Collection entries
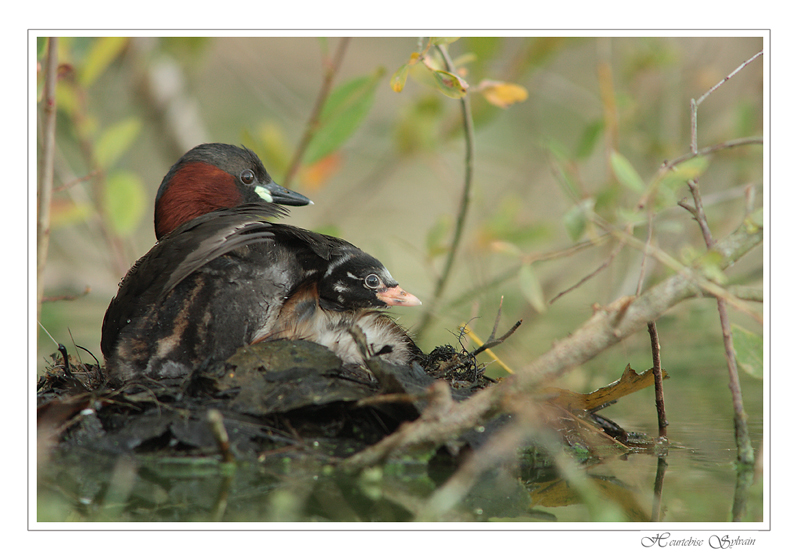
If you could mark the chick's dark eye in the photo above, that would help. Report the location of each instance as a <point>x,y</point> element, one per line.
<point>247,176</point>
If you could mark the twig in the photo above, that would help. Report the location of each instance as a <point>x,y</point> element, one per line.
<point>606,327</point>
<point>469,159</point>
<point>695,104</point>
<point>745,447</point>
<point>45,192</point>
<point>607,262</point>
<point>655,347</point>
<point>756,140</point>
<point>331,68</point>
<point>492,341</point>
<point>472,293</point>
<point>688,272</point>
<point>640,283</point>
<point>217,426</point>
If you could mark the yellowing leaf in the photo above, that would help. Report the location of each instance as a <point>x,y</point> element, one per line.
<point>398,79</point>
<point>625,173</point>
<point>502,94</point>
<point>125,201</point>
<point>66,212</point>
<point>450,84</point>
<point>316,175</point>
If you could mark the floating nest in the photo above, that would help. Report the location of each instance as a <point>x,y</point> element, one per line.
<point>270,397</point>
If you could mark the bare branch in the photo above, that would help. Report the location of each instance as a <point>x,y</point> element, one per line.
<point>695,104</point>
<point>607,327</point>
<point>461,217</point>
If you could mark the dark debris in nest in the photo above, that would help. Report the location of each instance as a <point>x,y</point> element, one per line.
<point>273,397</point>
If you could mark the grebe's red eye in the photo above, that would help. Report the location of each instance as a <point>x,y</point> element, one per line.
<point>247,176</point>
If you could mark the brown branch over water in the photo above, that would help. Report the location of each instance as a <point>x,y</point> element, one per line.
<point>445,419</point>
<point>746,454</point>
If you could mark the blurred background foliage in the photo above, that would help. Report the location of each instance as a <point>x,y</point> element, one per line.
<point>563,127</point>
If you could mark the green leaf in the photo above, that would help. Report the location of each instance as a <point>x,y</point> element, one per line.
<point>116,140</point>
<point>531,288</point>
<point>591,134</point>
<point>678,176</point>
<point>450,84</point>
<point>749,349</point>
<point>398,79</point>
<point>575,218</point>
<point>344,110</point>
<point>625,173</point>
<point>103,52</point>
<point>125,201</point>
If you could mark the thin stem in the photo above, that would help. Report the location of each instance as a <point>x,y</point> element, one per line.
<point>755,140</point>
<point>745,447</point>
<point>469,138</point>
<point>45,193</point>
<point>332,67</point>
<point>655,347</point>
<point>695,104</point>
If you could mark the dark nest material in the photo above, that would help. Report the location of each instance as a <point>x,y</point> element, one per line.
<point>290,395</point>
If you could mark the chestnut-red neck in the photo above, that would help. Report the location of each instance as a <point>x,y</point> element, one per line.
<point>196,189</point>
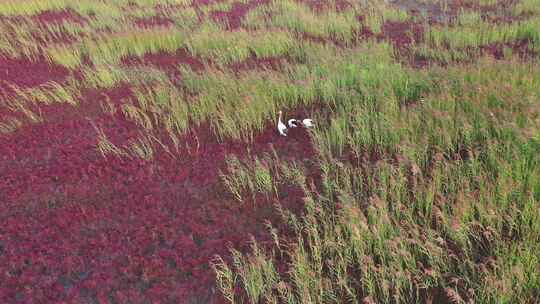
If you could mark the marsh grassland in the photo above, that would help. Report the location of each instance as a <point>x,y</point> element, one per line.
<point>140,161</point>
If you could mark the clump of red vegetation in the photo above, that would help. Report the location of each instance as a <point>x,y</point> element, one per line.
<point>402,34</point>
<point>26,73</point>
<point>80,227</point>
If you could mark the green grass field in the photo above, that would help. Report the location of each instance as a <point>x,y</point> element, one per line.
<point>424,186</point>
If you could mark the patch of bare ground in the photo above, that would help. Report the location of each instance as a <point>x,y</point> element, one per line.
<point>59,16</point>
<point>168,62</point>
<point>402,34</point>
<point>154,21</point>
<point>233,18</point>
<point>520,48</point>
<point>252,63</point>
<point>26,73</point>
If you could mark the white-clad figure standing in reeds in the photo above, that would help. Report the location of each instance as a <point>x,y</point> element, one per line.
<point>293,123</point>
<point>282,128</point>
<point>308,122</point>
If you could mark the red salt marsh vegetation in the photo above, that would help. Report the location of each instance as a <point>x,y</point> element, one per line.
<point>140,160</point>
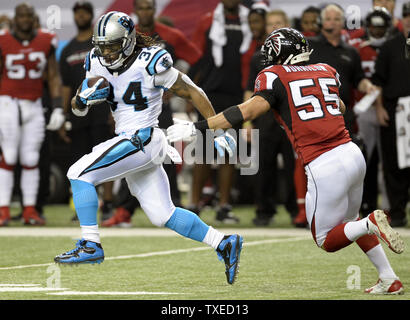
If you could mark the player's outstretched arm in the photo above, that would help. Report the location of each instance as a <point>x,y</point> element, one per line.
<point>249,110</point>
<point>184,87</point>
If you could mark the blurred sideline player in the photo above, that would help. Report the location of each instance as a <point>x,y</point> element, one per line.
<point>396,24</point>
<point>27,54</point>
<point>138,72</point>
<point>378,27</point>
<point>305,99</point>
<point>180,48</point>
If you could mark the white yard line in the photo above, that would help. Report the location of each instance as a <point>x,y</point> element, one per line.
<point>109,293</point>
<point>167,252</point>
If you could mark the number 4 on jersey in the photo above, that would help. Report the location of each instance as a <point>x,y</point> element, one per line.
<point>133,95</point>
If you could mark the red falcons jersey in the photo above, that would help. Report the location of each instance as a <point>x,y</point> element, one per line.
<point>305,101</point>
<point>23,64</point>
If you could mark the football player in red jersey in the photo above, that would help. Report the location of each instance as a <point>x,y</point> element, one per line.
<point>26,55</point>
<point>305,100</point>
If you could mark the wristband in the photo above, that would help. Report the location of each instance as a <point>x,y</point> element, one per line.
<point>202,126</point>
<point>233,115</point>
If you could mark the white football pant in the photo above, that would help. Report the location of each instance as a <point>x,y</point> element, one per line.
<point>335,188</point>
<point>143,171</point>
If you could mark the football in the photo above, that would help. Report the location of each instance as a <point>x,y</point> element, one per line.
<point>93,80</point>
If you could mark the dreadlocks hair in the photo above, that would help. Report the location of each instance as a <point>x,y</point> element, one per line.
<point>144,41</point>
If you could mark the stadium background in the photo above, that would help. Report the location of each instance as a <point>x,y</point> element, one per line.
<point>184,13</point>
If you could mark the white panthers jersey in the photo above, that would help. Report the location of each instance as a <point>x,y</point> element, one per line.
<point>138,89</point>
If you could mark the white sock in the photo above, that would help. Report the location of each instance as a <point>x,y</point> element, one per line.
<point>6,187</point>
<point>91,233</point>
<point>213,237</point>
<point>355,229</point>
<point>30,179</point>
<point>378,257</point>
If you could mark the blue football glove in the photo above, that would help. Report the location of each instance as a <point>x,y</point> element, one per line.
<point>225,142</point>
<point>91,95</point>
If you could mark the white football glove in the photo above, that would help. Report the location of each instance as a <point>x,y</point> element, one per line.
<point>57,119</point>
<point>92,95</point>
<point>225,142</point>
<point>181,130</point>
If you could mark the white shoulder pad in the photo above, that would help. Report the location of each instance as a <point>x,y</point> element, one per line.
<point>157,60</point>
<point>90,63</point>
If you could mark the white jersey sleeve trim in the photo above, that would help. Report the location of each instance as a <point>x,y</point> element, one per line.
<point>166,79</point>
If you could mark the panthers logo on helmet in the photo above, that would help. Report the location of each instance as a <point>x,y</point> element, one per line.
<point>127,23</point>
<point>275,41</point>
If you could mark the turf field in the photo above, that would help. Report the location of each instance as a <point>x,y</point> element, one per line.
<point>145,263</point>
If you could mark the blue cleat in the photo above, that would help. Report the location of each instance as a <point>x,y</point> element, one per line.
<point>85,252</point>
<point>229,250</point>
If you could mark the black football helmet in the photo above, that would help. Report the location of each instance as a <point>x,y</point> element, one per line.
<point>285,46</point>
<point>378,25</point>
<point>379,17</point>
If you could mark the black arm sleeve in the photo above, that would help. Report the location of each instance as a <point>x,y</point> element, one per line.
<point>267,95</point>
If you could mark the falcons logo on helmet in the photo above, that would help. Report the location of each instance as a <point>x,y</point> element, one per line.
<point>276,43</point>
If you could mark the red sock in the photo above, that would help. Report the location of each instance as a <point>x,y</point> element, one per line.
<point>300,180</point>
<point>336,239</point>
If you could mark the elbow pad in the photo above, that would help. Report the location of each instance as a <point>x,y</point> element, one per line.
<point>233,115</point>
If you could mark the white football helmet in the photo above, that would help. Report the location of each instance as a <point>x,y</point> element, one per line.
<point>114,38</point>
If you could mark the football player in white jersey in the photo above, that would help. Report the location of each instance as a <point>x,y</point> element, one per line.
<point>138,72</point>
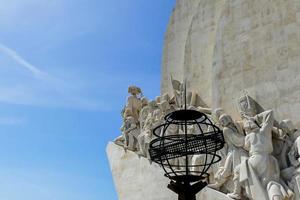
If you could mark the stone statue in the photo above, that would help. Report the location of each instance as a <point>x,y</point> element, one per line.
<point>235,141</point>
<point>258,174</point>
<point>134,101</point>
<point>145,137</point>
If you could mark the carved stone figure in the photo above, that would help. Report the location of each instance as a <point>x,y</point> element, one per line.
<point>235,141</point>
<point>134,102</point>
<point>145,137</point>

■ Exercise requirements: Copy exactly the lines from the line containing "If you could mark the white football helmet" through the last line of the records above, both included, and leave out any pictures.

■ Answer space:
If you could mark the white football helmet in the photo above, that would help. Report the location of each instance as a <point>x,y</point> element, one per line.
<point>114,38</point>
If you could mark the football player in white jersey in the photo above, that would help. Report the location of each instance as a <point>x,y</point> element, one per line.
<point>138,72</point>
If you could mark the stone statue in the photo above, that would help. Report the location of each instance as a <point>x,y</point> element, one per line.
<point>235,141</point>
<point>258,174</point>
<point>134,101</point>
<point>145,137</point>
If you could mark the carved stone figure in the photo above, that would help. Report the location of each instance as a <point>x,y</point> element, one per line.
<point>235,141</point>
<point>134,102</point>
<point>145,137</point>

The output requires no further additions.